■ Task brief
The entries below contain a line with "Target: street lamp post" and a line with "An instance of the interior". Quote exactly those two lines and all lines between them.
__________
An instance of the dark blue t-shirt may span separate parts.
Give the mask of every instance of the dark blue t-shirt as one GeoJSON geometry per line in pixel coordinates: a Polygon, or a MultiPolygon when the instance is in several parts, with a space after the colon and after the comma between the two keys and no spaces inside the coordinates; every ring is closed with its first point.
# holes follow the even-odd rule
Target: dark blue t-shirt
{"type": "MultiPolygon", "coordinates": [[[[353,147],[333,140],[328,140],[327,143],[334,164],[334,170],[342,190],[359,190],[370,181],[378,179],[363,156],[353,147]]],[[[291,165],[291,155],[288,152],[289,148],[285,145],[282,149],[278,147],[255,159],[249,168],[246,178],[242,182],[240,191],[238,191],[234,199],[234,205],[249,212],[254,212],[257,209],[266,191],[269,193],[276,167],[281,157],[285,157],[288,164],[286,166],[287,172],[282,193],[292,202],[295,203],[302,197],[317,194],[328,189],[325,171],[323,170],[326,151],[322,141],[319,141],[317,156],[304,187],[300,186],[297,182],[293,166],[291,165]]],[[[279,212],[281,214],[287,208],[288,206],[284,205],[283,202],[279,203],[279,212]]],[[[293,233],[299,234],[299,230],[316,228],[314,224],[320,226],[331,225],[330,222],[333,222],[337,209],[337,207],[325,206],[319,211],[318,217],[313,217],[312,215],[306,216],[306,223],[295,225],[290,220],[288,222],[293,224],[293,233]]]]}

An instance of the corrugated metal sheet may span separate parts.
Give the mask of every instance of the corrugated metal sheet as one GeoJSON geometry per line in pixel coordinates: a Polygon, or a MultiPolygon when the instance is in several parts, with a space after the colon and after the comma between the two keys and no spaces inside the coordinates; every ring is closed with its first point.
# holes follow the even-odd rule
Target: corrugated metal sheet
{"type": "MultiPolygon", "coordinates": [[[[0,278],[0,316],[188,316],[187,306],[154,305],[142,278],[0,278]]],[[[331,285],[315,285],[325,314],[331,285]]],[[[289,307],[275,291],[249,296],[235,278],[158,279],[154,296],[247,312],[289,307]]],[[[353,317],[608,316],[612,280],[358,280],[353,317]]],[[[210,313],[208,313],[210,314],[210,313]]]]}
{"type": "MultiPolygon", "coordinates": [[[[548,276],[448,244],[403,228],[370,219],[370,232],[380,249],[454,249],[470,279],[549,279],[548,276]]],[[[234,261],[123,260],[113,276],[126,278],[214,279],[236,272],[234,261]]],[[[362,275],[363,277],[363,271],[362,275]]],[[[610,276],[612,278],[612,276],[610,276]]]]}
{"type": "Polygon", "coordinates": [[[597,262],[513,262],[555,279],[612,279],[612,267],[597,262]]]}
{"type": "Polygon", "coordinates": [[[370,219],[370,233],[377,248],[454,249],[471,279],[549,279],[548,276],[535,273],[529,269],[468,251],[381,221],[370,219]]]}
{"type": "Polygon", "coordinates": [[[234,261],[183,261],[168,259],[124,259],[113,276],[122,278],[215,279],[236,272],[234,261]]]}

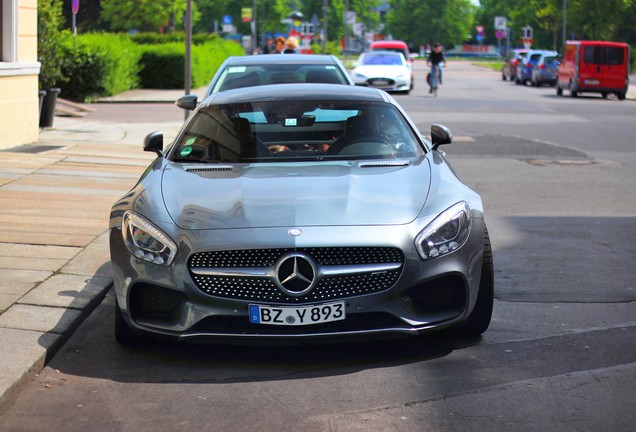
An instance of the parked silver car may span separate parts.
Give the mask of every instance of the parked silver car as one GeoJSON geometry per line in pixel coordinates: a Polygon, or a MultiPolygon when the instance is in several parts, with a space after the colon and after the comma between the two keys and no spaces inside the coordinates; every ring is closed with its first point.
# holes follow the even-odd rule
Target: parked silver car
{"type": "MultiPolygon", "coordinates": [[[[327,83],[353,85],[338,57],[313,54],[267,54],[228,57],[214,74],[202,99],[220,91],[268,84],[327,83]]],[[[193,110],[202,100],[182,96],[179,106],[193,110]]]]}
{"type": "Polygon", "coordinates": [[[360,340],[489,325],[482,202],[377,89],[216,93],[110,214],[115,334],[360,340]]]}

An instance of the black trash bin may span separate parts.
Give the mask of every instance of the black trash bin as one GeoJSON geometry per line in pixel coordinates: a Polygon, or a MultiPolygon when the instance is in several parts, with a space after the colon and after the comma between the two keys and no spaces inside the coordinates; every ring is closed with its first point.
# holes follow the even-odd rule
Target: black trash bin
{"type": "Polygon", "coordinates": [[[46,90],[46,95],[42,100],[42,109],[40,110],[40,127],[52,127],[53,117],[55,116],[55,104],[57,103],[57,95],[60,93],[59,88],[46,90]]]}

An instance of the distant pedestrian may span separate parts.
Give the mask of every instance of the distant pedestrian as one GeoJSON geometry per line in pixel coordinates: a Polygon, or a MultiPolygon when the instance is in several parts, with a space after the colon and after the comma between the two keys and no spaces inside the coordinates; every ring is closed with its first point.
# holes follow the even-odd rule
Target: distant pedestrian
{"type": "Polygon", "coordinates": [[[285,41],[285,51],[283,51],[283,54],[295,54],[297,48],[298,39],[296,39],[294,36],[290,36],[285,41]]]}
{"type": "Polygon", "coordinates": [[[267,42],[261,48],[259,54],[271,54],[276,48],[274,47],[274,39],[271,36],[267,37],[267,42]]]}
{"type": "Polygon", "coordinates": [[[272,54],[282,54],[283,50],[285,49],[285,38],[282,36],[278,36],[276,38],[276,43],[274,44],[274,51],[272,51],[272,54]]]}

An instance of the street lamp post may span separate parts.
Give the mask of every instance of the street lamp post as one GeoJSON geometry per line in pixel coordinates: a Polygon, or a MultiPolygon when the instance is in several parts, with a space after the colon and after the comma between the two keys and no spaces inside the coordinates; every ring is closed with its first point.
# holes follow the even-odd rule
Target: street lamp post
{"type": "Polygon", "coordinates": [[[563,50],[565,52],[565,40],[567,39],[567,27],[568,25],[568,0],[563,0],[563,50]]]}
{"type": "MultiPolygon", "coordinates": [[[[185,94],[189,95],[190,90],[192,89],[192,0],[186,0],[186,16],[185,16],[185,37],[186,37],[186,46],[185,46],[185,68],[184,68],[184,79],[183,85],[185,87],[185,94]]],[[[185,110],[184,116],[185,119],[188,118],[188,110],[185,110]]]]}
{"type": "Polygon", "coordinates": [[[327,54],[327,10],[329,8],[329,0],[322,0],[322,53],[327,54]]]}

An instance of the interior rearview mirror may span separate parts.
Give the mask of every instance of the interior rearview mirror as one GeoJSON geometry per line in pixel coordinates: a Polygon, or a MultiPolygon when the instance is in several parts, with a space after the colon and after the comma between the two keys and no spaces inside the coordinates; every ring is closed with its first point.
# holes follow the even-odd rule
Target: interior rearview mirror
{"type": "Polygon", "coordinates": [[[175,105],[184,110],[192,111],[197,107],[198,98],[199,97],[197,95],[181,96],[179,99],[177,99],[175,105]]]}

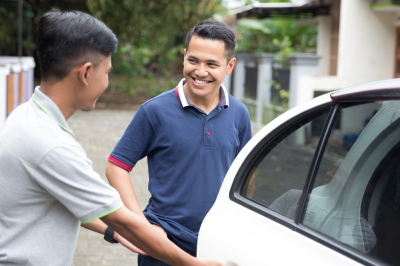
__________
■ Solution to the problem
Target: street lamp post
{"type": "Polygon", "coordinates": [[[563,50],[565,52],[565,40],[567,39],[567,27],[568,25],[568,0],[563,0],[563,50]]]}
{"type": "MultiPolygon", "coordinates": [[[[185,94],[189,95],[190,90],[192,89],[192,0],[186,0],[186,16],[185,16],[185,37],[186,37],[186,46],[185,46],[185,68],[184,68],[184,79],[183,85],[185,87],[185,94]]],[[[185,110],[184,116],[185,119],[188,118],[188,110],[185,110]]]]}
{"type": "Polygon", "coordinates": [[[327,54],[327,10],[329,8],[329,0],[322,0],[322,53],[327,54]]]}

An instance of the interior rearview mirror may span separate parts.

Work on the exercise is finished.